Neid, denke ich, entsteht durch Vergleichen von Haben und Nichthaben, von Ich und (den) anderen oder anderem. Ein Vergleichen, ein Messen im Denken (vgl. anmaßen):
Das bin/hab ich - das bin/hab ich nicht. Dabei entsteht ein Konflikt von dem, was ist und dem, was erreicht werden möchte/wollte. Das, was erreicht werden möchte ist die Differenz zwischen dem, was ist (so, wie ich bin) und dem, was ich zwar nicht bin, aber gern wäre!
Um die Differenz nicht das eigene narzistische Empfinden "zerfressen" zu lassen, versucht das Gemüt selbst zu fressen, zu beißen!
Ursache und Entstehung von Neid ist meiner Ansicht nach das Ego. Nur, wenn z.B. ohne dieses wertende "Zentrum" Tatsachen gewahr werden, bleibt ein Vergleichen aus, denn der innere Gegenpol fällt dann weg.

Deine Version ist allerdings in der allgemeinen Übereinkunft gerechtfertigt, Neid sind unsoziale Handlungsweisen. Die Todsünden heißen unter anderem so, weil sie der Tod eines rechten Umgangs der Menschen untereinander sind und fern aller liebevollen Achsamkeit füreinander.

Einträge aus einem Datensatz:
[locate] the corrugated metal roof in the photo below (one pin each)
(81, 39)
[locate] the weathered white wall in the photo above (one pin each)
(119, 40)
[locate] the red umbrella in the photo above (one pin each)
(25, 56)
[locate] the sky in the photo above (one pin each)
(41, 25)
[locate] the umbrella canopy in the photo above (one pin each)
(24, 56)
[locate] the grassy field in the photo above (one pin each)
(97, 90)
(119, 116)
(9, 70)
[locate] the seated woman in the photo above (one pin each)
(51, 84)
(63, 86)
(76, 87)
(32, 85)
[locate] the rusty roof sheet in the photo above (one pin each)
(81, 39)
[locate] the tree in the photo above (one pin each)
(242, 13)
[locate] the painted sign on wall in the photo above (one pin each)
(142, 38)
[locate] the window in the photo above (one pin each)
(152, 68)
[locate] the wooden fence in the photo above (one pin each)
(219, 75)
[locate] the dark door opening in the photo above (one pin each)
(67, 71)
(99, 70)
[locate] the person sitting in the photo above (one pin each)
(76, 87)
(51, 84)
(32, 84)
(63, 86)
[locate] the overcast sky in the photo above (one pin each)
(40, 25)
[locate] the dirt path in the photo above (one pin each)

# [Kurze Aufgabe 1]
Beantworte zum Auszug über Neid:
(a) Wodurch entsteht Neid nach dem ersten Satz?
(b) Was ist nach Ansicht des Auszugs Ursache und Entstehung von Neid?
(c) Was versucht das Gemüt laut dem Auszug, um die Differenz nicht das eigene Empfinden „zerfressen“ zu lassen?
# [Kurze Aufgabe 2]
Gib von den Einträgen alles ab der Zeile mit „[locate] the sky“ bis zum Ende der Einträge vollständig wieder, auch die Zeilen ohne Koordinaten. Verschiebe dabei jede Zahl in den Koordinaten um -23.

# [Antwort 1]
(a) Durch Vergleichen von Haben und Nichthaben, von Ich und (den) anderen oder anderem.
(b) Das Ego.
(c) Selbst zu fressen, zu beißen.

# [Antwort 2]
[locate] the sky in the photo above (one pin each)
(18, 2)
[locate] the umbrella canopy in the photo above (one pin each)
(1, 33)
[locate] the grassy field in the photo above (one pin each)
(74, 67)
(96, 93)
(-14, 47)
[locate] the seated woman in the photo above (one pin each)
(28, 61)
(40, 63)
(53, 64)
(9, 62)
[locate] the rusty roof sheet in the photo above (one pin each)
(58, 16)
[locate] the tree in the photo above (one pin each)
(219, -10)
[locate] the painted sign on wall in the photo above (one pin each)
(119, 15)
[locate] the window in the photo above (one pin each)
(129, 45)
[locate] the wooden fence in the photo above (one pin each)
(196, 52)
[locate] the dark door opening in the photo above (one pin each)
(44, 48)
(76, 47)
[locate] the person sitting in the photo above (one pin each)
(53, 64)
(28, 61)
(9, 61)
(40, 63)
[locate] the overcast sky in the photo above (one pin each)
(17, 2)
[locate] the dirt path in the photo above (one pin each)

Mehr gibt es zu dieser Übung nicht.